== Document section

2. The Mechanics Of The World Of Second Life

Second Life is not a game. It is an environment that facilitates creation and sharing. A set of powerful inbuilt building tools allow residents great latitude in creating both objects and their environment. In this chapter I present a comprehensive analysis of how the Second Life content creation tools work. I will take a detailed look at the features and capabilities of the building tools available inworld as well as tools to create avatars. Using examples of things I created to augment my experience I will show what is possible, and discuss the various problems one encounters when building. I will examine how the choices Linden Lab have made about how the content creation process works, and how content is distributed, have impacted outcomes for residents. Finally issues of ownership of digital property and business models are discussed.

When a resident first enters the world there is necessarily a lot of focus on how things work. Moving through the process of learning how the software client works and how to do things in the world is a vital part of becoming a resident. When we are newborns in meatspace, we must first come to terms with the nature of being a physical being and learn how our own bodies work before we can act in that world. Likewise, when we enter Second Life we must learn how to be an avatar and how the world of the avatar works.

====
== Data section

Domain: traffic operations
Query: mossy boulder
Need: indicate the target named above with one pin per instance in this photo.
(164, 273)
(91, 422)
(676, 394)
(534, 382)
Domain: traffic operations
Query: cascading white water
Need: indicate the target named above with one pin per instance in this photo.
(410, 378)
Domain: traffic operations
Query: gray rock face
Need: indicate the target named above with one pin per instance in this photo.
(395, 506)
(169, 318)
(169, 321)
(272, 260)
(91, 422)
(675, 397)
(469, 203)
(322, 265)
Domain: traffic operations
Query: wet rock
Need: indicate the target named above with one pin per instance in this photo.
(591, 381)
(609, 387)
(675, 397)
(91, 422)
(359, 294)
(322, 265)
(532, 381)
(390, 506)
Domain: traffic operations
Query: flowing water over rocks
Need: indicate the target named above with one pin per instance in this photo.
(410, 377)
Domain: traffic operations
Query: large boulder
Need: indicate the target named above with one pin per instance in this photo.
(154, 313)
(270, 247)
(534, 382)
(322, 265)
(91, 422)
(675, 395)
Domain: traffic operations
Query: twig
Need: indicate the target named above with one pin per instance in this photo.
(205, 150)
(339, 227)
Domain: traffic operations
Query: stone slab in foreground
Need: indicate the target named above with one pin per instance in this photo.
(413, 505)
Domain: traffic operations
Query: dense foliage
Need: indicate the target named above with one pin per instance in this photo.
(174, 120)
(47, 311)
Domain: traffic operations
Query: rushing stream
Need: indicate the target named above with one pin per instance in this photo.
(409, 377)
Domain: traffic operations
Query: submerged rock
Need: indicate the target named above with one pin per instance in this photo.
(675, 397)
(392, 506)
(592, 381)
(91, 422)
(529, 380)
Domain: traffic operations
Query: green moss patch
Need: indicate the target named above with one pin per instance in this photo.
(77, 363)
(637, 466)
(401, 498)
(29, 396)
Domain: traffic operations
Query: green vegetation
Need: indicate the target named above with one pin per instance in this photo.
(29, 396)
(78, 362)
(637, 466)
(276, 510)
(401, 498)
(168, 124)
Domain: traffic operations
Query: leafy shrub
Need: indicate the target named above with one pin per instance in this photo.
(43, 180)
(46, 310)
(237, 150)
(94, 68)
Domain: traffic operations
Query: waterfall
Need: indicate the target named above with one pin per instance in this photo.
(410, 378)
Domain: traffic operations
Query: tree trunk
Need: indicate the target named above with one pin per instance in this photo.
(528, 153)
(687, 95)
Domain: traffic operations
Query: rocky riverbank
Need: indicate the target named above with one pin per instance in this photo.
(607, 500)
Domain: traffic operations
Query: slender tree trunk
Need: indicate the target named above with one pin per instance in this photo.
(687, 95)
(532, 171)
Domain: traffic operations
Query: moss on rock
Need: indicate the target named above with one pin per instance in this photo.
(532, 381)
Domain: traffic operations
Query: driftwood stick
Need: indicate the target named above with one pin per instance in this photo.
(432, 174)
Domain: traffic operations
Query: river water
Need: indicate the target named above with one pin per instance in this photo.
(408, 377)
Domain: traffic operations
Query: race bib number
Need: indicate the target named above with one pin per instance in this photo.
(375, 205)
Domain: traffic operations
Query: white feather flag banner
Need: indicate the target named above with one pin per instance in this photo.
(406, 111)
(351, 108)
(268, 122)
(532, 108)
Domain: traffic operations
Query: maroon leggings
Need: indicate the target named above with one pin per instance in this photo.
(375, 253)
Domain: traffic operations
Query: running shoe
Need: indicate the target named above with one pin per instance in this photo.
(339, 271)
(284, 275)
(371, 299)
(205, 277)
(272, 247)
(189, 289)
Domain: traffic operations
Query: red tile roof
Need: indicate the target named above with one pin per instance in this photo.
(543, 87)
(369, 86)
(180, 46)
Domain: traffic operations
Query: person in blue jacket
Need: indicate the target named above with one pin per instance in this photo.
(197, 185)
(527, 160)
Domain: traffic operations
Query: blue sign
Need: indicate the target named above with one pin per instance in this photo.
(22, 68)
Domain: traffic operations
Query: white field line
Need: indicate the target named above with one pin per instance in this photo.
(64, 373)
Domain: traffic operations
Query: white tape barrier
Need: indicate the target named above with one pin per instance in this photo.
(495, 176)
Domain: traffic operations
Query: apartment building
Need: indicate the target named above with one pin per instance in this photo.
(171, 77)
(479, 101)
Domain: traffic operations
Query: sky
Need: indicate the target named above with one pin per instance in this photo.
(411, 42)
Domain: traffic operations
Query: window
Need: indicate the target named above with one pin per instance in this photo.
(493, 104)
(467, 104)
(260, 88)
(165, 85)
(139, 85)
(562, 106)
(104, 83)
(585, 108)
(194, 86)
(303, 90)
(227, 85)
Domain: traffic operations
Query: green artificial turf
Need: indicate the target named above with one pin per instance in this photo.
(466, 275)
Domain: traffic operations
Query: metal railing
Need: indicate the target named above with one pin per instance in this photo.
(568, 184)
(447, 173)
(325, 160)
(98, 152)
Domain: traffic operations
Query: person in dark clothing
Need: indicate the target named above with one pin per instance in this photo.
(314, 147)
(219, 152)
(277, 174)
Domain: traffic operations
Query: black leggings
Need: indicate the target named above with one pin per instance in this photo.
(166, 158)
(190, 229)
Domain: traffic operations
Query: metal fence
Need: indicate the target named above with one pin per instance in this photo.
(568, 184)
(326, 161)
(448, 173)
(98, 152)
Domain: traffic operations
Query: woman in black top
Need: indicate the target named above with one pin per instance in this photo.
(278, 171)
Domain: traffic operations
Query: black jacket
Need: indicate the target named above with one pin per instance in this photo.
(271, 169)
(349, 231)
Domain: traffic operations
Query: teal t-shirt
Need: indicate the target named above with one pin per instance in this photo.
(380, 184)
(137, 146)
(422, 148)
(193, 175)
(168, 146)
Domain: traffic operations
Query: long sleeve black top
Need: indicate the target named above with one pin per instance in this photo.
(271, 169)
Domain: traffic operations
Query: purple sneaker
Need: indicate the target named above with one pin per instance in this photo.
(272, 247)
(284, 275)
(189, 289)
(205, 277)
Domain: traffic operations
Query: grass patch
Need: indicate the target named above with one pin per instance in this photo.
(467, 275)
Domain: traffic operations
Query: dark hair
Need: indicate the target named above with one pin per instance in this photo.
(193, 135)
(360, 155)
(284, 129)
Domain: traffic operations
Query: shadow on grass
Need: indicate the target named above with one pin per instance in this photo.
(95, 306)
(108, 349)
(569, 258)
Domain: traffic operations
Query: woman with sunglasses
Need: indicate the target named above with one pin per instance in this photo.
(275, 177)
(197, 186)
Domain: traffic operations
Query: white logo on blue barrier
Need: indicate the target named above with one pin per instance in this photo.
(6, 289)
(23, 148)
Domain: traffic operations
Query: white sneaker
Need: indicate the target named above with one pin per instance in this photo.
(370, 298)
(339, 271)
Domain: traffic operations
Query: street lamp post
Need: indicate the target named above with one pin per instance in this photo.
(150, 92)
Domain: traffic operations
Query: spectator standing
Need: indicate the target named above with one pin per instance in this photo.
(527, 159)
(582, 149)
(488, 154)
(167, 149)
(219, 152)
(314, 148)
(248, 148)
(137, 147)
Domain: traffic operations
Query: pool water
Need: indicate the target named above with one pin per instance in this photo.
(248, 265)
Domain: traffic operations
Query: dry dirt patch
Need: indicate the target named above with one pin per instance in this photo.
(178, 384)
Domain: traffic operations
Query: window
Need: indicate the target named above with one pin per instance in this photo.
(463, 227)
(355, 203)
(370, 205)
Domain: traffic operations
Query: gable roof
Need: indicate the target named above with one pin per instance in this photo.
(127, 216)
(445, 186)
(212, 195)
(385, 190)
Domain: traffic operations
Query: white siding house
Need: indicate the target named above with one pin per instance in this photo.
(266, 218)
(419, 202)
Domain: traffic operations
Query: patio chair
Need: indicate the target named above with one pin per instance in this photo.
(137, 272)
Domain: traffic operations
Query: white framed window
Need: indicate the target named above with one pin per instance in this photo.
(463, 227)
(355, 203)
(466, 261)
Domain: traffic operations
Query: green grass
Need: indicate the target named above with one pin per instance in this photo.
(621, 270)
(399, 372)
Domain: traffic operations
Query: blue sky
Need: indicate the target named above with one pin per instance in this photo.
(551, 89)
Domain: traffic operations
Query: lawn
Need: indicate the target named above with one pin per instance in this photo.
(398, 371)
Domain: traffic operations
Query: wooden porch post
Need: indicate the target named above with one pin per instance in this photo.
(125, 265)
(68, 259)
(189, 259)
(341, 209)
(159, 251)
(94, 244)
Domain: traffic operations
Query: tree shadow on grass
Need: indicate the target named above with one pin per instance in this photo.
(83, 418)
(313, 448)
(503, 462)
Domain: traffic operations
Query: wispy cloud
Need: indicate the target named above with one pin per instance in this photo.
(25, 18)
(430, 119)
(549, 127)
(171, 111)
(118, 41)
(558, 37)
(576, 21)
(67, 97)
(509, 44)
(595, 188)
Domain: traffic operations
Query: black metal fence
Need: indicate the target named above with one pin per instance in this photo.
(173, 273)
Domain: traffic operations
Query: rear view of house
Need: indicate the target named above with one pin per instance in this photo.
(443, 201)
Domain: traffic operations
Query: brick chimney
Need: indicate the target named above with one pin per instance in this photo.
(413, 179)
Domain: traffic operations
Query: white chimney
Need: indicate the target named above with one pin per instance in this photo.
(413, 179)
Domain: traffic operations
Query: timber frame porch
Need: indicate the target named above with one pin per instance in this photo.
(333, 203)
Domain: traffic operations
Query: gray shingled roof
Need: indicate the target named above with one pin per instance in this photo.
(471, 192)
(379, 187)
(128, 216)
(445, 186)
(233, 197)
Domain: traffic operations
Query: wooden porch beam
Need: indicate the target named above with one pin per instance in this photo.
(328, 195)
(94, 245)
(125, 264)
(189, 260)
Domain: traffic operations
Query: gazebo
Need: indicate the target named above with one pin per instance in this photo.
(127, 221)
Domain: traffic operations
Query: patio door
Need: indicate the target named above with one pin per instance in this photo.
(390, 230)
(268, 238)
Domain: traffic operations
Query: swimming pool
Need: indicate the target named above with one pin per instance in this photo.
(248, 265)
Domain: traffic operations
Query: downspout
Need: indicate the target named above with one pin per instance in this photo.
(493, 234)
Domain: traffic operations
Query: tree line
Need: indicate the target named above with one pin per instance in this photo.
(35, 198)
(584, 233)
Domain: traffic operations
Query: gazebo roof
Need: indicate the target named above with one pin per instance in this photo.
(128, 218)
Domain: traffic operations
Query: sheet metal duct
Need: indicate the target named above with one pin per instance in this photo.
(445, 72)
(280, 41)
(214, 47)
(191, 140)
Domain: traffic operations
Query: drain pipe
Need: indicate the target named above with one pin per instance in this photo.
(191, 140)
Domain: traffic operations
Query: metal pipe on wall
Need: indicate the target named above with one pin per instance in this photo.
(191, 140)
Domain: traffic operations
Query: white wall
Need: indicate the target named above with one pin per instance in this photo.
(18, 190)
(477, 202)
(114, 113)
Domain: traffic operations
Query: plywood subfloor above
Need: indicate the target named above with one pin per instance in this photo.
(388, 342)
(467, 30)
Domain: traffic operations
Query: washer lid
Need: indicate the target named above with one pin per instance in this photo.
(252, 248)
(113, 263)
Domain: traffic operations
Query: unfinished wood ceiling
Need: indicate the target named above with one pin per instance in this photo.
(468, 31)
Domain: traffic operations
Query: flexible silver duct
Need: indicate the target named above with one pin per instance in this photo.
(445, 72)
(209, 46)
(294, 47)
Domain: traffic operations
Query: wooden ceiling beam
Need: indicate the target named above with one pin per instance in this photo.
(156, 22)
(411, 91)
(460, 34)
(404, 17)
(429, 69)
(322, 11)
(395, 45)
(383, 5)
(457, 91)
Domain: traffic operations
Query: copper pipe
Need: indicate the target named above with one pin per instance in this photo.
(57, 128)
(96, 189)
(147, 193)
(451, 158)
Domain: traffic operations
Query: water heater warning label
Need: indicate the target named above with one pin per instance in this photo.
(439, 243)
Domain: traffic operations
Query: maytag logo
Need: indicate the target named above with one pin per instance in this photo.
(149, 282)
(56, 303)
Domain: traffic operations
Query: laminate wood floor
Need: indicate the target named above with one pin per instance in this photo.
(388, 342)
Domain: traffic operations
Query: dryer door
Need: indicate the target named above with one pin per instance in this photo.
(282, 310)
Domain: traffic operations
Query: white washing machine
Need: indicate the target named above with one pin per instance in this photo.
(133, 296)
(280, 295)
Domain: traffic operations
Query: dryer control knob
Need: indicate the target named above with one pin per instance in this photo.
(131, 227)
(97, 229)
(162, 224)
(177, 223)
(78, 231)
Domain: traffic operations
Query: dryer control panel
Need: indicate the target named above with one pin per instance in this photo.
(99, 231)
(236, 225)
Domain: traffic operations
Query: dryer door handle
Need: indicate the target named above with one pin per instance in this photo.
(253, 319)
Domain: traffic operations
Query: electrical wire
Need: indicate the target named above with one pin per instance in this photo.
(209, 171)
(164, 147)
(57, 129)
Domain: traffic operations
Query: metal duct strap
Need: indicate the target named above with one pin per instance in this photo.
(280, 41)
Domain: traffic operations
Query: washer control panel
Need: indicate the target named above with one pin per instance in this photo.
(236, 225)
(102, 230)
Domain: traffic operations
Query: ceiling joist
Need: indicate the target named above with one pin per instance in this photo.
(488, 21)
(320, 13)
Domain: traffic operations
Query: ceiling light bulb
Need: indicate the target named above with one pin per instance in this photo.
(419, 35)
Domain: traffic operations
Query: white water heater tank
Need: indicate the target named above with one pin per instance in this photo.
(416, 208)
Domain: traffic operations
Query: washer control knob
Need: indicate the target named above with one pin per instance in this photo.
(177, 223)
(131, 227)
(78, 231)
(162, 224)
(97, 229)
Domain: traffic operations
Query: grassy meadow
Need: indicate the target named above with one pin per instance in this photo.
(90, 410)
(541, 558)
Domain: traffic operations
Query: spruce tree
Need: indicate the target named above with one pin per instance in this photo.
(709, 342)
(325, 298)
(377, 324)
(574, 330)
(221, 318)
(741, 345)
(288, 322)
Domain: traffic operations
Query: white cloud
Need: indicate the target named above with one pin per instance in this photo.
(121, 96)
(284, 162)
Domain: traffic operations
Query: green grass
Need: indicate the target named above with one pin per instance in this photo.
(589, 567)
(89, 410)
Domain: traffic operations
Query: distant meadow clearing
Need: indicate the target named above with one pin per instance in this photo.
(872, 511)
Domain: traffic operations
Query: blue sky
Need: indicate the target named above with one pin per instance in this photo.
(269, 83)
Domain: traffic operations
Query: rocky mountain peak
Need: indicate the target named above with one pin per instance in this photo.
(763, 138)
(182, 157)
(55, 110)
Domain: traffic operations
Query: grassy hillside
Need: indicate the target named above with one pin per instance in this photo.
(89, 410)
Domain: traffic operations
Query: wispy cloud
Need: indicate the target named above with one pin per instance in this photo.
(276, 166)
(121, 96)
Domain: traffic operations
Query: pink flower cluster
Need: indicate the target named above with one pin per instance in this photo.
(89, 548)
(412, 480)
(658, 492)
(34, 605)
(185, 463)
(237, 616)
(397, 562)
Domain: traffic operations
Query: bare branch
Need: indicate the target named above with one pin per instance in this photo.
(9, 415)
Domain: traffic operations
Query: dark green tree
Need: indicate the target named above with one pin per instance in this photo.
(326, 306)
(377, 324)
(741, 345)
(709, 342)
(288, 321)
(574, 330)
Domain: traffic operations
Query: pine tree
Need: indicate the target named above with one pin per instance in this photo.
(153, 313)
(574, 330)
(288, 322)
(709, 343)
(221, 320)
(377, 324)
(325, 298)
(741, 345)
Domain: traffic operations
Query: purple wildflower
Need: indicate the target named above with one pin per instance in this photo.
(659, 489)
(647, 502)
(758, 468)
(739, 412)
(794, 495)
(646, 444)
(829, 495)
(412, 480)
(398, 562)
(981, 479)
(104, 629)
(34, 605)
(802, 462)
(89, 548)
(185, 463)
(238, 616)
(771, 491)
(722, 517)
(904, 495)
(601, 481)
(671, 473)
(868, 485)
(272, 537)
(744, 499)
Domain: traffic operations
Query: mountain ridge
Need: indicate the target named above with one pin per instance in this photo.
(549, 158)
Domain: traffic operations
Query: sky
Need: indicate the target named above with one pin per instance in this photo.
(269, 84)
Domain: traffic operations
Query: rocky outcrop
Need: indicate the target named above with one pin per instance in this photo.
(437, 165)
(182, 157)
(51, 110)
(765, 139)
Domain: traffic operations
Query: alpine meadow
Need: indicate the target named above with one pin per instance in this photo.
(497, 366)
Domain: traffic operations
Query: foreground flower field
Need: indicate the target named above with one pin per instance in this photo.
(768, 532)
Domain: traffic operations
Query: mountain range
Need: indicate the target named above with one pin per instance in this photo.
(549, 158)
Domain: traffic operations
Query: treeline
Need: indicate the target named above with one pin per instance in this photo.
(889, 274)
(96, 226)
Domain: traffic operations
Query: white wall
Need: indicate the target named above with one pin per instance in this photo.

====

▶ _What you need to do_
Retype the passage of the text about the mechanics of Second Life from "Second Life is" to "models are discussed.", keeping every word as it appears. Work only from the text about the mechanics of Second Life.

▶ _Written response_
Second Life is not a game. It is an environment that facilitates creation and sharing. A set of powerful inbuilt building tools allow residents great latitude in creating both objects and their environment. In this chapter I present a comprehensive analysis of how the Second Life content creation tools work. I will take a detailed look at the features and capabilities of the building tools available inworld as well as tools to create avatars. Using examples of things I created to augment my experience I will show what is possible, and discuss the various problems one encounters when building. I will examine how the choices Linden Lab have made about how the content creation process works, and how content is distributed, have impacted outcomes for residents. Finally issues of ownership of digital property and business models are discussed.